=== Section Start ===

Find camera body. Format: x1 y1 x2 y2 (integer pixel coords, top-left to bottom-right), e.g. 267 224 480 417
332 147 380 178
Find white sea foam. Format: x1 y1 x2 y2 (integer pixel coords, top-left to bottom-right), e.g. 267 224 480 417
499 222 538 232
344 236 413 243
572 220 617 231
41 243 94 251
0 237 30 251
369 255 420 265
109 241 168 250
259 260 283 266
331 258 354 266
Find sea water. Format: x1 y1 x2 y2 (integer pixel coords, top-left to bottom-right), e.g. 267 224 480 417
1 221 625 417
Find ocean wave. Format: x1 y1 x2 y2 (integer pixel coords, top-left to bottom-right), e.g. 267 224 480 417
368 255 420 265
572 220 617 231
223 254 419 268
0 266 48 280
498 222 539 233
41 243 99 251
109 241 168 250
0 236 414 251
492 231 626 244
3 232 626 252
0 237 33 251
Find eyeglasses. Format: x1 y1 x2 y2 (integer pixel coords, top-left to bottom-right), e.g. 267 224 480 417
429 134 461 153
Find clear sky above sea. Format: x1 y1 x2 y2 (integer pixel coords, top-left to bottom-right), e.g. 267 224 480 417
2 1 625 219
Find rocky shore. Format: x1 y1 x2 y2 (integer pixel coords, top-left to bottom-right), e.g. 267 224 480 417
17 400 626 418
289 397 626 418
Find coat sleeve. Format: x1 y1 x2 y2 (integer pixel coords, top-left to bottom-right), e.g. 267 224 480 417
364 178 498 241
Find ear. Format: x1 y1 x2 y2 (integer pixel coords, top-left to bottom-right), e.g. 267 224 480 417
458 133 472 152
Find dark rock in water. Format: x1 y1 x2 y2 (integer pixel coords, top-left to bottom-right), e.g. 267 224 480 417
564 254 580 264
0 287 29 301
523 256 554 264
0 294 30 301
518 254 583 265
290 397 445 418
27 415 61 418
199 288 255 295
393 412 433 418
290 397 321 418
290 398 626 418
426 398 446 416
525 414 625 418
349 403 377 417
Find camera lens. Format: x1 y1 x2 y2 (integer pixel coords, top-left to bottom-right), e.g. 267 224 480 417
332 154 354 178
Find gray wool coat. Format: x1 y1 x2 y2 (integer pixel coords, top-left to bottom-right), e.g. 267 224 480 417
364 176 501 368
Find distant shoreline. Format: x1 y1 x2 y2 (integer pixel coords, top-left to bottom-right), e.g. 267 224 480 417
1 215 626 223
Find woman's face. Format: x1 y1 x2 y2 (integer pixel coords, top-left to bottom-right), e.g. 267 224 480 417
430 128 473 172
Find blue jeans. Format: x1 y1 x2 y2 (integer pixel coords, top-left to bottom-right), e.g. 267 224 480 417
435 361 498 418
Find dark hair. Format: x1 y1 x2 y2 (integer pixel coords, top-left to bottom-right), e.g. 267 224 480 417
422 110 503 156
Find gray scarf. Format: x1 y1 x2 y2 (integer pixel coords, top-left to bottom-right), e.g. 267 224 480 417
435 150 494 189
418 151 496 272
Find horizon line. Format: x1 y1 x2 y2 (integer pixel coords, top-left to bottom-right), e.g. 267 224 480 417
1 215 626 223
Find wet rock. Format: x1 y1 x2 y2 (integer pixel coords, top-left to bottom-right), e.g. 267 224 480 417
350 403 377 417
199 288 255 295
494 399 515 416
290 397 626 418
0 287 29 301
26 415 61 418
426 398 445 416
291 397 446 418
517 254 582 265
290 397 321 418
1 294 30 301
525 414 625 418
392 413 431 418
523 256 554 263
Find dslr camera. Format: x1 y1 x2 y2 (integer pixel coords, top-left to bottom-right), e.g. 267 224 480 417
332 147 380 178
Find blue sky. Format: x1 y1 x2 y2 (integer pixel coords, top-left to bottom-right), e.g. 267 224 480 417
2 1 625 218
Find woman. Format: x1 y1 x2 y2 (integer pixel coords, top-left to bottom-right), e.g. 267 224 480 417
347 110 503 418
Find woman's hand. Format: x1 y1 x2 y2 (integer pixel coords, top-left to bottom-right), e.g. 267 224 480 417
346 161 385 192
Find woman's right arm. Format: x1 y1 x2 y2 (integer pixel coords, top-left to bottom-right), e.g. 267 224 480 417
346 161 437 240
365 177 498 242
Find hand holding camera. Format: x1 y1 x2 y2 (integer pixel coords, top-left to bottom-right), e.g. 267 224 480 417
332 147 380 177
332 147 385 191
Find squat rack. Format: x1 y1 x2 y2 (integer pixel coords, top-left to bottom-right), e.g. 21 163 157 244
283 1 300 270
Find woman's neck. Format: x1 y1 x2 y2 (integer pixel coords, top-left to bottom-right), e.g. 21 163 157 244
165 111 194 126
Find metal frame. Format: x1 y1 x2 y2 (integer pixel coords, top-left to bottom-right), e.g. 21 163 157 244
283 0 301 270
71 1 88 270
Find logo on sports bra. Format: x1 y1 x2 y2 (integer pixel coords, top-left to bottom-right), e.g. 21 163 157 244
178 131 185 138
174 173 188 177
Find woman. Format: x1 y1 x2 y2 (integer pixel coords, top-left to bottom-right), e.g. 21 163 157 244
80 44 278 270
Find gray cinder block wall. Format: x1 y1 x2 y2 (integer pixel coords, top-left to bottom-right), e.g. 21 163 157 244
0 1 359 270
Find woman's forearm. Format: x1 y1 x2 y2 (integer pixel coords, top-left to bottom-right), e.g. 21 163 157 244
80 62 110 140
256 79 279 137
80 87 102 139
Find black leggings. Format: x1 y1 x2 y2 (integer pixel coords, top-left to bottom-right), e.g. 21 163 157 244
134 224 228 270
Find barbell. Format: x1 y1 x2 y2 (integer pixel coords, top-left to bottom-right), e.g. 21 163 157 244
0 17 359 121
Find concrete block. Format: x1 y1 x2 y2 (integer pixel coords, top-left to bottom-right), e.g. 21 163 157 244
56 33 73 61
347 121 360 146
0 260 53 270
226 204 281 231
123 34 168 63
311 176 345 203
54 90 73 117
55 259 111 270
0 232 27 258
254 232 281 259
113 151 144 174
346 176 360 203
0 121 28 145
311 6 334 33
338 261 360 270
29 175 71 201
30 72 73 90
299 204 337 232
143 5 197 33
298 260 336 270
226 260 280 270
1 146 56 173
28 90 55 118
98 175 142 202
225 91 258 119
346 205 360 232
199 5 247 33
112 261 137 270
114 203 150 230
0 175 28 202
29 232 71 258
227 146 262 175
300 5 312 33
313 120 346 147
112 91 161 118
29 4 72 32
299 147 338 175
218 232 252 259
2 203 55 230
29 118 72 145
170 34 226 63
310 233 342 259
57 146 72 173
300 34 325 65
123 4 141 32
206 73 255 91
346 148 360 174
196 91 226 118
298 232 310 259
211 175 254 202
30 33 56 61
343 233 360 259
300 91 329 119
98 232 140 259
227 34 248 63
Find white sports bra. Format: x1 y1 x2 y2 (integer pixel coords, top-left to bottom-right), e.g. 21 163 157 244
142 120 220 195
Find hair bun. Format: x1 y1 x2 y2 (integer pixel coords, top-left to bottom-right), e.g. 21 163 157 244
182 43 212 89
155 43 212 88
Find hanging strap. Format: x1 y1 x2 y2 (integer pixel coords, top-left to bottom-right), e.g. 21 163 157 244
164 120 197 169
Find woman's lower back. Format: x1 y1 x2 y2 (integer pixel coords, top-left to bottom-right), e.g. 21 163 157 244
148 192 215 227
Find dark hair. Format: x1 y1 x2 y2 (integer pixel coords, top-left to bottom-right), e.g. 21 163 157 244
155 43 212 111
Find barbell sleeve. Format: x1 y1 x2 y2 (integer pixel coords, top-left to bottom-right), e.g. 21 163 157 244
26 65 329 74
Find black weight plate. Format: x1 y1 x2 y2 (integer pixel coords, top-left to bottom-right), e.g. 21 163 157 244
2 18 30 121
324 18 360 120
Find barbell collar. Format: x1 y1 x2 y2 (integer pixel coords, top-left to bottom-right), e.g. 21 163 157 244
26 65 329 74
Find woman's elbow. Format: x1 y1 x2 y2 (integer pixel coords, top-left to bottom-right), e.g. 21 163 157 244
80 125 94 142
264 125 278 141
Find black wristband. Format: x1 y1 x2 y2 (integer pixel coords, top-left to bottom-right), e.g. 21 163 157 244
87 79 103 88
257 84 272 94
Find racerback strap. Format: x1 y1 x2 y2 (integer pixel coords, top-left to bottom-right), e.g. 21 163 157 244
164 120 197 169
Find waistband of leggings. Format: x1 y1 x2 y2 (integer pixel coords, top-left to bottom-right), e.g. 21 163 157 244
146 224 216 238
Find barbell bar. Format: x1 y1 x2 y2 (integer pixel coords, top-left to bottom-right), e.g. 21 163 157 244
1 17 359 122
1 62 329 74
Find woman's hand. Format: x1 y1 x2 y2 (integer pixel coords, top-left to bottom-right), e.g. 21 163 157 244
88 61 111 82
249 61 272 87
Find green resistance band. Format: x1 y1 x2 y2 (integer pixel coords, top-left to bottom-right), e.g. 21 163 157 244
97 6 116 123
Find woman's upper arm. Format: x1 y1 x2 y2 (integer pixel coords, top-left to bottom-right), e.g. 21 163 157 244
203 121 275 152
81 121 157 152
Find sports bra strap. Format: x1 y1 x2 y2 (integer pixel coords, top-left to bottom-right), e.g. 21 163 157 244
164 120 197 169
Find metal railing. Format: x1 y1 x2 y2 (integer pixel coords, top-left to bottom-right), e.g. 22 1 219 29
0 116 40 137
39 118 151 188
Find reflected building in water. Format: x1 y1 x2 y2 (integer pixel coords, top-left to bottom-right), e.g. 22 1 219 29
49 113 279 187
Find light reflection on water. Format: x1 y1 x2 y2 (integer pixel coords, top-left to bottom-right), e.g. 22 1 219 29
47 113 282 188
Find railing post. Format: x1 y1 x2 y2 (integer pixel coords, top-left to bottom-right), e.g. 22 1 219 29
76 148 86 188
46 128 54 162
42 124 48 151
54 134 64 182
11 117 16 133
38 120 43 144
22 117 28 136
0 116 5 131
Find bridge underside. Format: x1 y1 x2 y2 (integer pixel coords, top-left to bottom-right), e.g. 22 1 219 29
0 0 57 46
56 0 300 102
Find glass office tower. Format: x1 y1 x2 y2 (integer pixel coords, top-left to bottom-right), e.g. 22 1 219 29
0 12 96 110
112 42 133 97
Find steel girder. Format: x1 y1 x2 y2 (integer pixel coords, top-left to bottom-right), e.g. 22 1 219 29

=== Section End ===

### Directions
Write out again, exactly, the lines from the one holding "Find glass office" through the end of the listing, with both ends included.

### Exercise answer
Find glass office tower. Format: x1 y1 x2 y2 (integer pixel coords, top-left to bottom-right), e.g. 22 1 219 29
0 12 96 110
112 42 133 97
Find steel girder. Format: x1 y1 x2 y2 (integer pixel coords, top-left to bottom-right), e.g. 22 1 219 29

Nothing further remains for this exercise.